[Data supplied]
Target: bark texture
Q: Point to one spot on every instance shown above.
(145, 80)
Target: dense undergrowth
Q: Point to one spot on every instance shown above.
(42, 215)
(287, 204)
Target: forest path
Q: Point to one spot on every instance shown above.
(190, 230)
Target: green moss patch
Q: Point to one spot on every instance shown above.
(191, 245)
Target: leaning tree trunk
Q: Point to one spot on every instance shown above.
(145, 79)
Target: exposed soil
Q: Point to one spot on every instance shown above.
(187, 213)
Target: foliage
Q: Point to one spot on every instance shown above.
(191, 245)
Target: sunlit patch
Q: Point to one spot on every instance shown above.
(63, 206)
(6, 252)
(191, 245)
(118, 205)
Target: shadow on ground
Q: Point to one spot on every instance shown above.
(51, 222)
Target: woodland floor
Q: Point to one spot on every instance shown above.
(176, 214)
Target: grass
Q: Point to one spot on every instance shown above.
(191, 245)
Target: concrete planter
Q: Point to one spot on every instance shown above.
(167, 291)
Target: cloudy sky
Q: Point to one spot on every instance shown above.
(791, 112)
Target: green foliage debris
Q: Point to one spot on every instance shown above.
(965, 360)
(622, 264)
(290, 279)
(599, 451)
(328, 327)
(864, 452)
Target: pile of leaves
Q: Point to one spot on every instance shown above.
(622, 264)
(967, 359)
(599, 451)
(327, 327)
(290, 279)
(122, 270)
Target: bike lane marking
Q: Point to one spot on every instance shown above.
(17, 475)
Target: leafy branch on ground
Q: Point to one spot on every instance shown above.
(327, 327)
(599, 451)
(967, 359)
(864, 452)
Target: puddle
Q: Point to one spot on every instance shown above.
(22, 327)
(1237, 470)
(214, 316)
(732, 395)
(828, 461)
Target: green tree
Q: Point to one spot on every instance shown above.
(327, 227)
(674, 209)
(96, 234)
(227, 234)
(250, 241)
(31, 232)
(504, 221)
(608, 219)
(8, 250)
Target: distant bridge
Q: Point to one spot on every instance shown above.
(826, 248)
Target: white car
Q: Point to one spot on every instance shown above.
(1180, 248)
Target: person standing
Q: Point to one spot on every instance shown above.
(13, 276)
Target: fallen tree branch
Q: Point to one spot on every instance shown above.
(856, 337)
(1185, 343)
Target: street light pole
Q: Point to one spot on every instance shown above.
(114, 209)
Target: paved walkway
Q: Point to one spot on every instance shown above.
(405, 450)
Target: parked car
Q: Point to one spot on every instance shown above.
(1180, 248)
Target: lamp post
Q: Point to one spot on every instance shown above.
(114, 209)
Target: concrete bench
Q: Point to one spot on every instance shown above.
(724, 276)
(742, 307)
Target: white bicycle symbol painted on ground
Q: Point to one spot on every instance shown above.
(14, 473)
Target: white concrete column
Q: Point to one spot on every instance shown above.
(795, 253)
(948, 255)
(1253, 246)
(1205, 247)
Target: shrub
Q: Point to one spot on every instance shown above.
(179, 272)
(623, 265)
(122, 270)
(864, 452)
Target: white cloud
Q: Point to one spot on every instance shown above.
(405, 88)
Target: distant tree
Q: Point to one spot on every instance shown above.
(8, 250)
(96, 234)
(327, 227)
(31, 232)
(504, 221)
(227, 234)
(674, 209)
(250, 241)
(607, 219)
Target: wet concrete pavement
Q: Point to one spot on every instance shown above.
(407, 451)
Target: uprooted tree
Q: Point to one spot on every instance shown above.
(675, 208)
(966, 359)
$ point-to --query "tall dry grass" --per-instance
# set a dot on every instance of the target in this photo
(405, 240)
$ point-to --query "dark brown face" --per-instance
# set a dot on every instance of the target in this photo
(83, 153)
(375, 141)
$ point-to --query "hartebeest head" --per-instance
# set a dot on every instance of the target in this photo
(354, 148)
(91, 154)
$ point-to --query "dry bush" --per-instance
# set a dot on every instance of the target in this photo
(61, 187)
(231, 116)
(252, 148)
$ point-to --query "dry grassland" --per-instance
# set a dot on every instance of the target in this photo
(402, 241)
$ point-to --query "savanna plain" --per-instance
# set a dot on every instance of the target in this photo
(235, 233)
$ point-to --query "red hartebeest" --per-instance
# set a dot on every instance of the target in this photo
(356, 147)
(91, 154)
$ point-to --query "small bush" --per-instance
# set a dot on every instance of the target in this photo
[/Data supplied]
Reproduce the records above exactly. Leave nothing out.

Your response:
Target: bark texture
Q: Point to one spot on every instance shown above.
(145, 80)
Target: dense undergrowth
Q: Point to one spot on every instance shown above.
(42, 215)
(287, 204)
Target: forest path
Q: Point to one spot on every instance shown above.
(190, 230)
Target: green moss patch
Q: Point to one spot on every instance shown above.
(191, 245)
Target: leaning tree trunk
Q: Point to one spot on every instance shown above.
(145, 79)
Target: exposed soil
Q: Point to one spot on every instance shown above.
(187, 213)
Target: foliage
Q: Point to one spot on every instance shown above.
(191, 245)
Target: sunlit patch
Q: Point to one spot on every instance shown above.
(63, 206)
(6, 252)
(191, 245)
(118, 205)
Target: shadow on ground
Q: Point to one spot on every instance shown above.
(51, 222)
Target: woodland floor
Q: Point to one spot on every instance shown above.
(176, 214)
Target: grass
Q: Point to one spot on every instance shown above.
(191, 245)
Target: concrete planter
Q: Point to one spot on every instance shown above.
(167, 291)
Target: cloudy sky
Q: Point to one spot on every instance shown above.
(791, 112)
Target: green foliage debris
Q: Point to one spot on every instance shown above.
(965, 360)
(622, 264)
(290, 279)
(599, 451)
(328, 327)
(864, 452)
Target: pile of leaves
Q: Point to one spot on every instance shown above.
(622, 264)
(967, 359)
(599, 451)
(327, 327)
(290, 279)
(122, 270)
Target: bike lane marking
Q: Point to one spot on every instance shown above.
(17, 475)
Target: leafy branch on ground
Q: Point to one spot on every instance shown above.
(327, 327)
(599, 451)
(967, 359)
(864, 452)
Target: puddle
Q: Point to one spot on every instance shown above.
(22, 327)
(1237, 470)
(214, 316)
(732, 395)
(828, 461)
Target: green tree
Q: Point to one spot on every instance shown above.
(327, 227)
(674, 209)
(96, 234)
(227, 234)
(250, 241)
(31, 232)
(504, 221)
(608, 219)
(8, 250)
Target: distant bridge
Q: Point to one spot on every instance shown above.
(826, 248)
Target: white car
Q: Point to one spot on every instance shown above.
(1180, 248)
Target: person standing
Q: Point to one spot on every instance shown above.
(13, 276)
Target: fallen tree branch
Q: Point to one spot on every instance shown above.
(856, 337)
(1185, 343)
Target: street light pole
Q: Point to one spot on every instance shown above.
(114, 209)
Target: paved walkway
Q: Point to one spot on every instance shown above.
(405, 450)
Target: parked car
Q: Point to one spot on every instance shown above.
(1180, 248)
Target: lamp post
Q: Point to one spot on every instance shown above.
(114, 209)
Target: concrete bench
Q: Point to one spot on every instance shown above.
(724, 276)
(742, 307)
Target: white bicycle symbol painted on ground
Q: Point to one spot on every instance shown above.
(14, 473)
Target: white concrete column
Q: Point to one spot on every instance shown above.
(795, 253)
(948, 255)
(1253, 246)
(1205, 247)
Target: shrub
Q: Point to one spot on every instance shown above.
(179, 272)
(623, 265)
(122, 270)
(864, 452)
Target: white cloud
Q: Point to one spot on every instance shown above.
(405, 88)
Target: distant tree
Q: Point to one spot on every instance shown above.
(8, 250)
(96, 234)
(327, 227)
(31, 232)
(504, 221)
(227, 234)
(674, 209)
(250, 241)
(607, 219)
Target: wet concrete pavement
Q: Point to one spot on every instance shown above.
(407, 451)
Target: uprooted tree
Q: Point to one spot on every instance shown above.
(675, 208)
(966, 359)
$ point-to --query "tall dry grass" --per-instance
# set a dot on every instance of the target in this photo
(405, 240)
$ point-to --query "dark brown face" --per-instance
# set a dot on every instance of the target in this photo
(83, 153)
(375, 141)
$ point-to --query "hartebeest head" --per-instance
# set a dot on every instance of the target in this photo
(354, 148)
(91, 154)
$ point-to --query "dry bush" --per-instance
# set a dot on every instance of the target in this photo
(61, 187)
(231, 116)
(252, 148)
$ point-to --query "dry grassland" --per-instance
# set a dot on every instance of the target in this photo
(402, 241)
$ point-to --query "savanna plain" --per-instance
# set a dot on every instance of the target in this photo
(235, 233)
$ point-to --query "red hartebeest" --per-instance
# set a dot on every instance of the target in this photo
(356, 147)
(91, 154)
$ point-to --query "small bush" --per-instance
# set a dot on every instance of the target in this photo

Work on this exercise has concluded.